> **Text excerpt**

──────

Anti-Slavery International

Anti-Slavery International, founded as the British and Foreign Anti-Slavery Society in 1839,[1][2] is an international non-governmental organisation, registered charity[3] and advocacy group, based in the United Kingdom. It is the world's oldest international human rights organisation, and works exclusively against slavery and related abuses.[4]

Anti-Slavery International
Founded1839 (1839)
HeadquartersLondon, SW9
United Kingdom
Region served
Jasmine O'Connor

In 1909, the society merged with the Aborigines' Protection Society to form the Anti-Slavery and Aborigines' Protection Society,[2] whose prominent member was Kathleen Simon, Viscountess Simon. It became the Anti-Slavery Society in July 1947,[5] and from 1956 to 1990 it was named the Anti-Slavery Society for the Protection of Human Rights. In 1990 it was renamed Anti-Slavery International for the Protection of Human Rights, and in 1995 relaunched as Anti-Slavery International.[6]

It owes its origins to the radical element of an older organisation also commonly referred to as the "Anti-Slavery Society", the Society for the Mitigation and Gradual Abolition of Slavery Throughout the British Dominions, which had substantially achieved abolition of slavery in the British Empire by August 1838.[1]

The new British and Foreign Anti-Slavery Society was created to campaign against the practice of slavery in other countries.


A painting of the 1840 World's Anti-Slavery Convention. Use a cursor to see who is who.[7]


Buxton Memorial Fountain, celebrating the emancipation of slaves in the British Empire in 1834, in Victoria Tower Gardens, Millbank, Westminster, London

The Society for Effecting the Abolition of the Slave Trade, founded in 1787, also referred to as the Abolition Society, was responsible for achieving abolition of the international slave trade, when the British Parliament passed the Slave Trade Act 1807.

The Society for the Mitigation and Gradual Abolition of Slavery Throughout the British Dominions, later known as the (London) Anti-slavery Society, was founded in 1823 and was committed to the abolition of slavery in the British Empire, which was substantially achieved in 1838 under the terms of the Slavery Abolition Act 1833.

Foundation (1839)

With abolition of slavery throughout the British dominions achieved, British abolitionists in the Agency Committee of the Anti-Slavery Society considered that a successor organisation was needed to tackle slavery worldwide. Largely under the guidance of English activist Joseph Sturge, the committee duly formed a new society, British and Foreign Anti-Slavery Society on 17 April 1839,[8][9] which worked to outlaw slavery in other countries. It became widely known as the Anti-Slavery Society, as had the earlier society.

──────

> **Data extract**

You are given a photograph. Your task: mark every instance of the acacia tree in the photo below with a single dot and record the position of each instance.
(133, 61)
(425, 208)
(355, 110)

──────

> **Exercise requirements**
**1)** Set down the stretch from "Anti-Slavery International, founded" through "Founded1839 (1839)" in the Anti-Slavery International article word for word.
**2)** Take the Anti-Slavery International article further, starting after its last sentence.

> **Solved problems**
**1)**
Anti-Slavery International, founded as the British and Foreign Anti-Slavery Society in 1839,[1][2] is an international non-governmental organisation, registered charity[3] and advocacy group, based in the United Kingdom. It is the world's oldest international human rights organisation, and works exclusively against slavery and related abuses.[4]

Anti-Slavery International
Founded1839 (1839)

**2)**
The first secretary was John Harfield Tredgold, the first treasurer, George William Alexander of Stoke Newington. Along with the founding committee, which included the Anglican Thomas Fowell Buxton, the Quaker William Allen, and the Congregationalist Josiah Conder, they organised the first World Anti-Slavery Convention in London in 1840,[10] that attracted delegates from around the world (including from the United States of America, in the South of which slavery was at times referred to as "our peculiar institution") to the Freemasons' Hall, London on 12 June 1840. Many delegates were notable abolitionists, with Thomas Clarkson the key speaker, and the image of the meeting was captured in a remarkable painting that still hangs in the National Portrait Gallery in London.[11] The convention had been advertised as a "whole world" convention, but the delegates representing anti-slavery societies in the United States included several women, among them Lucretia Mott and Elizabeth Cady Stanton, who later were instrumental in the movement for women's rights. Convention leaders refused to seat the women delegates from America, and prominent male abolitionists such as Thomas Knight were outraged. He went on to form his own society.

In the 1850s, under Louis Chamerovzow, the society helped John Brown write and publish his autobiography a decade before the American Civil War ended slavery in the United States.

The second secretary of the Anti-Slavery Society, appointed under the honorary secretaries Joseph Cooper and Edmund Sturge, was the Rev. Aaron Buzacott (1829–81), the son of a South Seas missionary also named Aaron Buzacott. With American slavery abolished in 1865, Buzacott worked closely with Joseph Cooper in researching and publishing work designed to help abolish slavery in elsewhere, particularly in the Middle East, Turkey and Africa.

20th century

At the beginning of the 20th century Anti-Slavery Society campaigned against slavery practices perpetrated in the Congo Free State by King Leopold II of Belgium. It was the first campaign in history that used photography to document the abuses (photographs were taken by the missionary Alice Seeley Harris). The campaign eventually helped bring an end to Leopold's tyranny.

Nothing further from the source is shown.